> Spatial annotation records
◇ ◇ ◇

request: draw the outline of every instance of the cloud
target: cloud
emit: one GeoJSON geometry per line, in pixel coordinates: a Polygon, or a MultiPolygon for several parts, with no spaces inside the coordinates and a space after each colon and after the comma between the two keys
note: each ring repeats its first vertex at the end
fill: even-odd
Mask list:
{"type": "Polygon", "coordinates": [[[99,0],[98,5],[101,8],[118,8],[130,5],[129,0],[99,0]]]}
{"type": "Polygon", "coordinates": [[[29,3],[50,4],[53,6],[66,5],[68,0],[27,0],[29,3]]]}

◇ ◇ ◇

Copy these lines word for word.

request: draw the outline of every instance of the cloud
target: cloud
emit: one GeoJSON geometry per line, in pixel coordinates: a Polygon, or a MultiPolygon for several parts, with no spaces inside the coordinates and a space after each colon and after the comma between the two keys
note: each ring repeats its first vertex at the end
fill: even-odd
Mask list:
{"type": "Polygon", "coordinates": [[[99,0],[98,5],[101,8],[118,8],[130,5],[129,0],[99,0]]]}
{"type": "Polygon", "coordinates": [[[29,3],[50,4],[53,6],[66,5],[68,0],[27,0],[29,3]]]}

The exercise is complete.